**Строки для задания:**
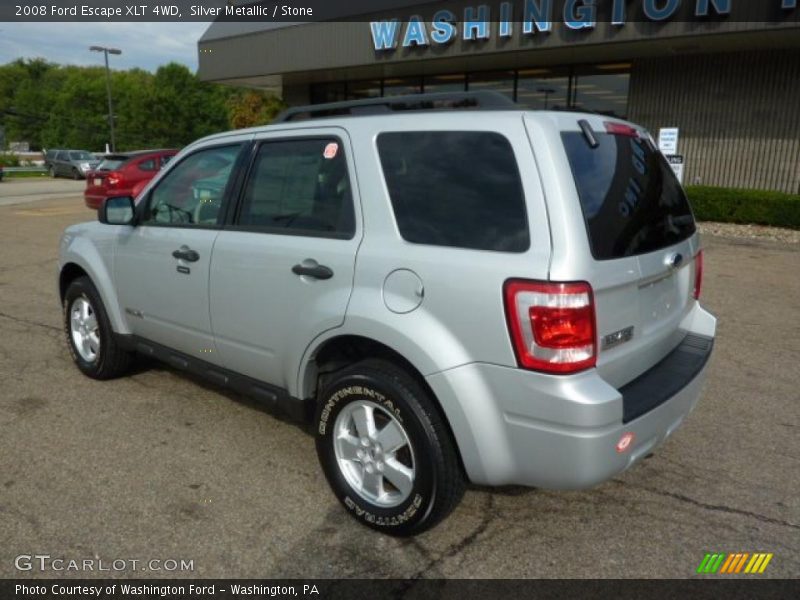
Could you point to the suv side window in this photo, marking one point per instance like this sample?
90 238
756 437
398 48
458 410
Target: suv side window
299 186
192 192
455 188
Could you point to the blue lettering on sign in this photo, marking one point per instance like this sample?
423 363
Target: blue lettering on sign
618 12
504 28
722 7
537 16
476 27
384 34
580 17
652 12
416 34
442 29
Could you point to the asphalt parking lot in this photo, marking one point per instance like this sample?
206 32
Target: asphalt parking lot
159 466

**Задание:**
Преобразуйте все строки выше в JSON-массив строковых значений, по одному на каждую строку, без пустых строк. Изображения в ответ, пожалуйста, не включайте.

**Ответ на задание:**
[
  "Could you point to the suv side window in this photo, marking one point per instance like this sample?",
  "90 238",
  "756 437",
  "398 48",
  "458 410",
  "Target: suv side window",
  "299 186",
  "192 192",
  "455 188",
  "Could you point to the blue lettering on sign in this photo, marking one point per instance like this sample?",
  "423 363",
  "Target: blue lettering on sign",
  "618 12",
  "504 28",
  "722 7",
  "537 16",
  "476 27",
  "384 34",
  "580 17",
  "652 12",
  "416 34",
  "442 29",
  "Could you point to the asphalt parking lot in this photo, marking one point per instance like this sample?",
  "206 32",
  "Target: asphalt parking lot",
  "159 466"
]